**PROBLEM SET**
1. List every hyphenated compound that appears in the blog post on maternity clothing.
2. Write the next part of the blog post on maternity clothing, starting after its final sentence.

**TEXT UNDER STUDY**
<<<<

Monday, July 16, 2018

Maternity garb, Part I: fantasies


Before the day came when I, personally, required special clothing to accommodate an ever-expanding midsection, I had only the vaguest idea of maternity style, or put another way, what you do when, abruptly, none of your clothes fit anymore, and yet the societal requirement to go outside dressed persists. This is at once the very least on my mind at this moment and, in a practical, day-to-day sense, the most. There's an immediate, daunting quality to trying and failing to get dressed in the morning, which the bigger-picture questions (aka anxieties) sort of lack. It is a good, and (relatively) manageable, problem to have.

>>>>

(Dataset excerpts)
<<<<

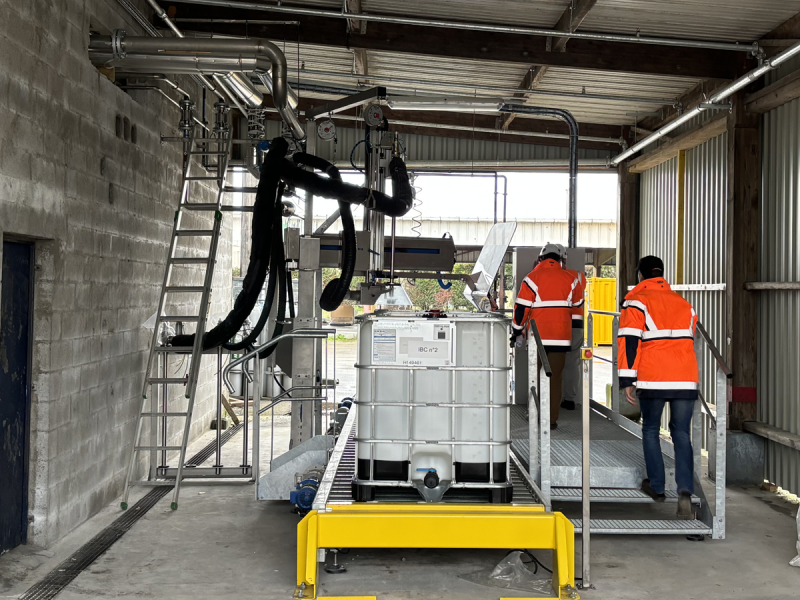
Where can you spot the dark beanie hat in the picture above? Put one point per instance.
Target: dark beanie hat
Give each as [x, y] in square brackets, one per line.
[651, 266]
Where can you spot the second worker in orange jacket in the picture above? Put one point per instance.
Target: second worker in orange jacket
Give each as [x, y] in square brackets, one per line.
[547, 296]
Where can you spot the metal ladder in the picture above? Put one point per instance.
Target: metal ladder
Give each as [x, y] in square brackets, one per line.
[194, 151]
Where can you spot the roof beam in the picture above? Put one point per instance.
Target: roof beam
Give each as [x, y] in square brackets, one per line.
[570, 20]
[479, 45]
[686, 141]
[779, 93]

>>>>

**ANSWERS PER TASK**
1. ever-expanding, day-to-day, bigger-picture

2.
While pregnant women of course come from throughout society, and have the whole spectrum of attitudes towards their situation, the ones I especially noticed, and who formed my impression of maternity style, were those who Garfinkel and Oates sing about in “Pregnant Women Are Smug.” Women, that is, for whom pregnancy is the pinnacle of bourgeois success. Who’ve checked every box and have now arrived at that one as well. Whose pregnancy look epitomizes that general sense that everything in their lives have lined up.

Do such women exist, really? Almost certainly not - with pregnancy at least as much as everything else in life, particularly where bodies are concerned, there's a lot, even in this supposed post-privacy age, that goes unsaid, or unpublicized.

What I was picking up on, then, was an aesthetic, or more accurately, two overlapping ones: Tribeca Whole Foods Mom, and Park Slope Writer Mom. As for why these two, it’s because these are the women several years my senior who I’d see when walking around New York in my early-mid 20s, as a grad student living in neighborhoods around or not far from such women.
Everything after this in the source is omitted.